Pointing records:
###

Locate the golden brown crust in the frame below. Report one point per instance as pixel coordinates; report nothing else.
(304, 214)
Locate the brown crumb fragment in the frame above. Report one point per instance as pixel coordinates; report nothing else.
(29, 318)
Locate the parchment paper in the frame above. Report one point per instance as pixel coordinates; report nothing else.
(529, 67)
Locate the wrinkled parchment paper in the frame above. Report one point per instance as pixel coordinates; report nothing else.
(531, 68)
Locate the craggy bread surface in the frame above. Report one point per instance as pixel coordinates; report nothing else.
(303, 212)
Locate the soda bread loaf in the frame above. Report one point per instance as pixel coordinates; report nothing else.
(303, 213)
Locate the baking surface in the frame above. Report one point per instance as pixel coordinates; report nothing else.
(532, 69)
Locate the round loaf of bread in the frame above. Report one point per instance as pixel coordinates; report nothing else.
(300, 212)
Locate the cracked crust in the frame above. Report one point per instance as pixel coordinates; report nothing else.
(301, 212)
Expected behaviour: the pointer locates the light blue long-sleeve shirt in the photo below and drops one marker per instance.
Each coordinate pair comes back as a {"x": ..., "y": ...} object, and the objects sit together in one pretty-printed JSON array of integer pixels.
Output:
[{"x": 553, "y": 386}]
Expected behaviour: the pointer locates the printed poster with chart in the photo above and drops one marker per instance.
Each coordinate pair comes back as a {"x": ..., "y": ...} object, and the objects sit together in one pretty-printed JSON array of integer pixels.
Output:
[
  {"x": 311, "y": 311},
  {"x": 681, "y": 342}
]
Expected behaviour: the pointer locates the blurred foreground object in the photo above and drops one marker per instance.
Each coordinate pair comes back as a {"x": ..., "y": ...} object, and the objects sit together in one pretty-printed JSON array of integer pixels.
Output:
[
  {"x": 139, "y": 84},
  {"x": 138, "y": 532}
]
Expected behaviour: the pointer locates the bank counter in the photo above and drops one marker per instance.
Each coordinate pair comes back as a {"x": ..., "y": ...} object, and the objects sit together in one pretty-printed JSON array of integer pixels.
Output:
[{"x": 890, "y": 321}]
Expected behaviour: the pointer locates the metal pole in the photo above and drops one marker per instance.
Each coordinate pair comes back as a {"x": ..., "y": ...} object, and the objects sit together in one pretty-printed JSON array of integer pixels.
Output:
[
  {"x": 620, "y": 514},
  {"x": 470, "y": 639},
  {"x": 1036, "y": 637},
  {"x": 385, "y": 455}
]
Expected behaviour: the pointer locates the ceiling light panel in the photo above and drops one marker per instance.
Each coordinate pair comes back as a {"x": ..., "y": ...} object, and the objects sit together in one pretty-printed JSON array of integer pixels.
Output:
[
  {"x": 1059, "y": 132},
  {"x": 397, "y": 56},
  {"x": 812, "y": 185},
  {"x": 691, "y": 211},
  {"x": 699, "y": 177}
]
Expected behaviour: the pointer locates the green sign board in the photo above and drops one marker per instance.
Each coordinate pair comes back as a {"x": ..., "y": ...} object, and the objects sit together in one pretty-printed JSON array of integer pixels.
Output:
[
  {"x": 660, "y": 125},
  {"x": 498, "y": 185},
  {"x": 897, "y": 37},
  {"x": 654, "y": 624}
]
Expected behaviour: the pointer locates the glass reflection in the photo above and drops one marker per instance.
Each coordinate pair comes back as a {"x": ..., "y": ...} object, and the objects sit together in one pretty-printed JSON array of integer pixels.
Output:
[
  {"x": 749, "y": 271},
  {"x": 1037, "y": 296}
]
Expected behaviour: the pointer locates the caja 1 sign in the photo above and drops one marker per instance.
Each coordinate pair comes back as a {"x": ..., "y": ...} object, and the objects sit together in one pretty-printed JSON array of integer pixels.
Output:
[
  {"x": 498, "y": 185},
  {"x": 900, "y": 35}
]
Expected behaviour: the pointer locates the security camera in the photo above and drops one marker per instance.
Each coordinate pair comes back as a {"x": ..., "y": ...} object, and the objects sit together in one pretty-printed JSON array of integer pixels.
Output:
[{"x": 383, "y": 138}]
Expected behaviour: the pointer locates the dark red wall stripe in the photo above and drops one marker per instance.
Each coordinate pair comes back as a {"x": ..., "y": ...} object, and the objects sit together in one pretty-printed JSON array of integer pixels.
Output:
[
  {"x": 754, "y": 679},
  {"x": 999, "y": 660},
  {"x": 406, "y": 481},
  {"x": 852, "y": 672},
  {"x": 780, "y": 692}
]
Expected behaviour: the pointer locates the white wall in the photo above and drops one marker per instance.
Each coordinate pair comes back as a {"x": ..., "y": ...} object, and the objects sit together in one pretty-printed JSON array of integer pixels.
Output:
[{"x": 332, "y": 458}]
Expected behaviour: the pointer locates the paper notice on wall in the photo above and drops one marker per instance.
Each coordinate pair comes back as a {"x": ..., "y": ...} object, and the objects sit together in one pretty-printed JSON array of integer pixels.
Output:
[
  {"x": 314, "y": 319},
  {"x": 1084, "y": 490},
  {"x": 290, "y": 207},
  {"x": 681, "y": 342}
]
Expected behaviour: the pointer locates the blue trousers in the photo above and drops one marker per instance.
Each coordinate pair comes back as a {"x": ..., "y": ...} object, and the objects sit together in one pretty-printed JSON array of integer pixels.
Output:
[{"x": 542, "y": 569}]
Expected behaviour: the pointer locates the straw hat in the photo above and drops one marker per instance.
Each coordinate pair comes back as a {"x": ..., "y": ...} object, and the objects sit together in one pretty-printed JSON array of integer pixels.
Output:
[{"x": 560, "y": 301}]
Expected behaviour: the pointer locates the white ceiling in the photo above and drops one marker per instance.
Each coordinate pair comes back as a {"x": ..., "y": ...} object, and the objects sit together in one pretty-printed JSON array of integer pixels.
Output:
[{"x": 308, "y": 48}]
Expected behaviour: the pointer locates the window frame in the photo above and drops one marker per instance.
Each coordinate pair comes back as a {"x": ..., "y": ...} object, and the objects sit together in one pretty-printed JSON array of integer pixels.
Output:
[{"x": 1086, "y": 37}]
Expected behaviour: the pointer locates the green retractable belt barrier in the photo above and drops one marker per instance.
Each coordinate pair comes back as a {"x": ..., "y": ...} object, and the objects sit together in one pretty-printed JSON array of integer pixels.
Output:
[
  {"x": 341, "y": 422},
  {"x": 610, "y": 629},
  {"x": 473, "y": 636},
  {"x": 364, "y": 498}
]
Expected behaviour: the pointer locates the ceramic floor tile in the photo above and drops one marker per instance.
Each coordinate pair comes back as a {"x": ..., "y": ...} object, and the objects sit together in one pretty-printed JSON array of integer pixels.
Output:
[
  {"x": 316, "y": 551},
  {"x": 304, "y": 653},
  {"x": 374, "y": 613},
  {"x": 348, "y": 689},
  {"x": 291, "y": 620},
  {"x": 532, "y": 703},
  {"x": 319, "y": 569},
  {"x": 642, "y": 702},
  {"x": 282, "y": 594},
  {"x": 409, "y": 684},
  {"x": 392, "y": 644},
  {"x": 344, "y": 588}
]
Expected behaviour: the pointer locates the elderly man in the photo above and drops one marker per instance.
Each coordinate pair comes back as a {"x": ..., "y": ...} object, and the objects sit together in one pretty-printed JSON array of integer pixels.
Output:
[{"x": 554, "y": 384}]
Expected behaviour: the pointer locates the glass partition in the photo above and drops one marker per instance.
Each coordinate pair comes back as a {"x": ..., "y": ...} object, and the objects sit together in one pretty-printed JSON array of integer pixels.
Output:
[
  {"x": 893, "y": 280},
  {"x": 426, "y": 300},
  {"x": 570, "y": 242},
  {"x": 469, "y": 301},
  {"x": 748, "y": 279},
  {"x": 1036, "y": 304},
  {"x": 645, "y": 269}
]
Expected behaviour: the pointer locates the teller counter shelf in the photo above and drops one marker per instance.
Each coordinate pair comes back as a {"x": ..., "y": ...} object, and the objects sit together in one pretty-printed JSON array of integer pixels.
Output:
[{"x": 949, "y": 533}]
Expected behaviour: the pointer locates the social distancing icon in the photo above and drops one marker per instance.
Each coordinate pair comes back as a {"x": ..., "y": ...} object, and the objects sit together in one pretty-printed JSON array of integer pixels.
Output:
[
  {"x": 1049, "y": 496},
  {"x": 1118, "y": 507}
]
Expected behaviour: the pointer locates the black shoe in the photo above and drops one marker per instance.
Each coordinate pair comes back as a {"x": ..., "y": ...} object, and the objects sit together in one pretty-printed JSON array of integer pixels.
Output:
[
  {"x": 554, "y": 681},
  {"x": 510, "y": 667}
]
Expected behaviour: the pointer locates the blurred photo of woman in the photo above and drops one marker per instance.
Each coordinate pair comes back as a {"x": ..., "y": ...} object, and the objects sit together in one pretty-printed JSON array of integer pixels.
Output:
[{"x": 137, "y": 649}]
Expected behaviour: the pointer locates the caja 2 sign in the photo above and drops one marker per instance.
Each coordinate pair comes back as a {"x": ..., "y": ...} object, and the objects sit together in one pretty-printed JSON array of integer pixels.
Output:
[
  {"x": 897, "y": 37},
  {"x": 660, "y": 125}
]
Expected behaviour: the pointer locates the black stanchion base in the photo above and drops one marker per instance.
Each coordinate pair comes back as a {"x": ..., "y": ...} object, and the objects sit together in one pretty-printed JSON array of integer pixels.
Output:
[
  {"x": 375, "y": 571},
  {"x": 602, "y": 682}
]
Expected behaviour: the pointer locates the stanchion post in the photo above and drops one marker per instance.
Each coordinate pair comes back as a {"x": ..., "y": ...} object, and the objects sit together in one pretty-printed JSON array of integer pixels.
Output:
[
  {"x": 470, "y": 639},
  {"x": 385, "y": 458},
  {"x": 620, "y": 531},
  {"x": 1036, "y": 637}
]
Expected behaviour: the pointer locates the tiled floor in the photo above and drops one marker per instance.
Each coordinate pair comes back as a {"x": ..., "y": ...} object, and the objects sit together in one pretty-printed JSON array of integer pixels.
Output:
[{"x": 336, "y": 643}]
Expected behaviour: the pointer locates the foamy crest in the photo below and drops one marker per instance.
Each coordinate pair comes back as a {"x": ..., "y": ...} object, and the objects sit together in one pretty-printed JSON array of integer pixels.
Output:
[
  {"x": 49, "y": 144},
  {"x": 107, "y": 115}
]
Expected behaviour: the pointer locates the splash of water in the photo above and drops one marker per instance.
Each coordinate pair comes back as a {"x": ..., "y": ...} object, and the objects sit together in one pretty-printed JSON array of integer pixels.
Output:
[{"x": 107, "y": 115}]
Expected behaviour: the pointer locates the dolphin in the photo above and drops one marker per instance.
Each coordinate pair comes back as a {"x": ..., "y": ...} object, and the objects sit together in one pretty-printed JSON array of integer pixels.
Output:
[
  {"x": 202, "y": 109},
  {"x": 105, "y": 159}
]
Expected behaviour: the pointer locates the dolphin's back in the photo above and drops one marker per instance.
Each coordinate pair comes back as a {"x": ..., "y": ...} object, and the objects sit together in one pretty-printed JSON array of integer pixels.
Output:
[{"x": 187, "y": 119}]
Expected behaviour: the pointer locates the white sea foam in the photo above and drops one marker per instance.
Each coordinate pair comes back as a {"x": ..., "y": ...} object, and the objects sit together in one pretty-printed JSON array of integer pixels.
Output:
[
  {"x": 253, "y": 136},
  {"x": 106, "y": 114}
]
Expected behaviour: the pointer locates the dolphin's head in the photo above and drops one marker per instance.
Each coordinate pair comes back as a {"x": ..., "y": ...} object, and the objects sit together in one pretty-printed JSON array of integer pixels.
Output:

###

Copy only the stretch running from the line containing "Expected behaviour: the pointer locates the dolphin in" to the final line of the entries, both ends included, exactly as it stands.

- Problem solution -
Expected behaviour: the pointer locates the dolphin in the photo above and drops one marker per instance.
Each coordinate pair comes back as a {"x": ..., "y": ...} object, and the objects sit together in one pretty-printed JSON array of integer pixels.
Output:
[
  {"x": 202, "y": 109},
  {"x": 105, "y": 159}
]
Expected behaviour: the pointer locates the dolphin's back in the photo above and drops one marker per instance.
Each coordinate pair comes back as a {"x": ..., "y": ...} object, and the objects sit together in one pretty-printed JSON array of integer pixels.
Output:
[{"x": 187, "y": 119}]
Expected behaviour: the pointer locates the white sea foam in the photo above and drops one marker per instance.
Each coordinate pair comes back as a {"x": ..., "y": ...} object, and the objects sit together in one pretty-printed JSON array of integer pixels.
Output:
[
  {"x": 253, "y": 136},
  {"x": 106, "y": 114}
]
Expected behaviour: the pointer locates the dolphin's head in the photo above and drops one marker per instance.
Each coordinate pair comes back as a {"x": ..., "y": ...} object, and the objects sit together in one pretty-printed JSON array of integer pixels.
Output:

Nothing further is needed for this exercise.